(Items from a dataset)
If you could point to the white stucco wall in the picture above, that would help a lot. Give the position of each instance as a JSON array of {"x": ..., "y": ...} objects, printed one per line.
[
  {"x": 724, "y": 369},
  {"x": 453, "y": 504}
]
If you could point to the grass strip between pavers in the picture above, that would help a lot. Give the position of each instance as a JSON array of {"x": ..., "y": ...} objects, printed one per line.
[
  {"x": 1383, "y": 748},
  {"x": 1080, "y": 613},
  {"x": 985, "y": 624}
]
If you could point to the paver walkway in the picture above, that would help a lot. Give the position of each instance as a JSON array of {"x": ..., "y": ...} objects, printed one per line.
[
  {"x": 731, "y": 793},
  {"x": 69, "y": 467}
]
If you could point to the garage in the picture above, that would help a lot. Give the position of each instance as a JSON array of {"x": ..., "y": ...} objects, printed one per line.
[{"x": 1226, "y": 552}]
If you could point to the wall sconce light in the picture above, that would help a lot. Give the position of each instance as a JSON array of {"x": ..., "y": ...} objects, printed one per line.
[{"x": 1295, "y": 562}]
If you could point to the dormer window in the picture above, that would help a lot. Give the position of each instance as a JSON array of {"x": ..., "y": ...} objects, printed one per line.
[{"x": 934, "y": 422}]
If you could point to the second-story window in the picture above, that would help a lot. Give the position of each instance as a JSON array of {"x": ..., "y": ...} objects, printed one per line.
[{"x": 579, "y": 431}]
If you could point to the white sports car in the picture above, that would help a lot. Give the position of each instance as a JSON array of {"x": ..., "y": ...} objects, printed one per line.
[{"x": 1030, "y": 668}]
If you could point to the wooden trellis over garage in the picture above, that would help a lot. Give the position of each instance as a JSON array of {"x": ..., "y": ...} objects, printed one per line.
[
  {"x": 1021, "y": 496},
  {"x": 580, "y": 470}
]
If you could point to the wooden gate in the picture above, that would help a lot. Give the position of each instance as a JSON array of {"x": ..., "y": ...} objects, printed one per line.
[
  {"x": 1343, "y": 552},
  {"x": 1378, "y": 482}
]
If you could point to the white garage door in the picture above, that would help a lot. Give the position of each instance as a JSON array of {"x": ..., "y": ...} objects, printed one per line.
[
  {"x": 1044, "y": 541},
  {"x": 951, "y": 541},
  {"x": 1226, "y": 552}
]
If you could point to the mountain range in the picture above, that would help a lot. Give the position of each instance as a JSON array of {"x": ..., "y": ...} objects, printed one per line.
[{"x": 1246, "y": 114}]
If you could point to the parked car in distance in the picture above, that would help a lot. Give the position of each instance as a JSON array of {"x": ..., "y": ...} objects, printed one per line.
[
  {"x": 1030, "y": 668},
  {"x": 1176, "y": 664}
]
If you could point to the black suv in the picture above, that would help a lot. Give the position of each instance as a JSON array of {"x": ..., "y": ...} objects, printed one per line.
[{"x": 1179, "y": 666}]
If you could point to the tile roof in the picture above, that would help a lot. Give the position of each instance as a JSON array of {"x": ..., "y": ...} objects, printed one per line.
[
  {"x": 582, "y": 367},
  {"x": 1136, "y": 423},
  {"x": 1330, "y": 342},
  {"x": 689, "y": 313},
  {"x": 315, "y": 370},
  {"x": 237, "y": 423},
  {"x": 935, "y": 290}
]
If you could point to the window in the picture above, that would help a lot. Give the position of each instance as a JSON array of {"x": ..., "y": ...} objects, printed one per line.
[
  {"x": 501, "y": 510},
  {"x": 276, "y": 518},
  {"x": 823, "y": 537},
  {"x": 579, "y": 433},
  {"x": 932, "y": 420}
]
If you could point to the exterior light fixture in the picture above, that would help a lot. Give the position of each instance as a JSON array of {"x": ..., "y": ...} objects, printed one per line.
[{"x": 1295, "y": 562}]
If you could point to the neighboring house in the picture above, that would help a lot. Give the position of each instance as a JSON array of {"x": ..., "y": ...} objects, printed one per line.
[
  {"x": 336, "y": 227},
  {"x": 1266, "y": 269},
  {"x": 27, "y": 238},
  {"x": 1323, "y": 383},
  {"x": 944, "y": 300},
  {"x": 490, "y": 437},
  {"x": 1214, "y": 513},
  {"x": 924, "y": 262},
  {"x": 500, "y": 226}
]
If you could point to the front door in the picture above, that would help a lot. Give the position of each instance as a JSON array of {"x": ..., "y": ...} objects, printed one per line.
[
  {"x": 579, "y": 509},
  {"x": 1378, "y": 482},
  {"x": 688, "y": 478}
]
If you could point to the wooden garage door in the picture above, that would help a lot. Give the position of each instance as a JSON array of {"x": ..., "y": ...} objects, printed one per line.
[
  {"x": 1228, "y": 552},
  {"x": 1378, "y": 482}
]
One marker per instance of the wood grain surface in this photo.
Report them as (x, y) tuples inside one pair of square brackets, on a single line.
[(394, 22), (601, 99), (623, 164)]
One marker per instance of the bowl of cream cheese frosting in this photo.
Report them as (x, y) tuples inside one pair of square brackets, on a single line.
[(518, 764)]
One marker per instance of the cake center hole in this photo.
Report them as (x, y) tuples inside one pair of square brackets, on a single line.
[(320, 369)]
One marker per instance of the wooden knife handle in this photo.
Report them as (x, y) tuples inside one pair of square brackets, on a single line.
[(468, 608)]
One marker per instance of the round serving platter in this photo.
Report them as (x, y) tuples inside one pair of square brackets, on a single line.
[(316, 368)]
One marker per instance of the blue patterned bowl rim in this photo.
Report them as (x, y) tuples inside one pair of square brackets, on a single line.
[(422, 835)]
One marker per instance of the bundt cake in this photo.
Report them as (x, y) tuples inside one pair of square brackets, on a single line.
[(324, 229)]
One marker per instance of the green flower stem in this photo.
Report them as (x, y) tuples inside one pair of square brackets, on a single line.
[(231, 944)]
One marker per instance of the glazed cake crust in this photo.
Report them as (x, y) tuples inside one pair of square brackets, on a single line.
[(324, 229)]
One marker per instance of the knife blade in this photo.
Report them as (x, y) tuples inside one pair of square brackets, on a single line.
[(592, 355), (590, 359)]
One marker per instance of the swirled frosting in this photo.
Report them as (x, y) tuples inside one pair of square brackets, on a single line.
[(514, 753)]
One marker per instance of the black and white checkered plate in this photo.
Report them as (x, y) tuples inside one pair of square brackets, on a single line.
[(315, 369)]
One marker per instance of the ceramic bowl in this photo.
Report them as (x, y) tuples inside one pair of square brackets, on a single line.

- [WORK INSTRUCTIONS] Extract every line above that contains the word "cake".

- [OUTPUT FOR THIS TASK]
One marker per instance of the cake center hole in this photo.
One marker per instance of the bundt cake in this photo.
One marker per instance of the glazed cake crust in this photo.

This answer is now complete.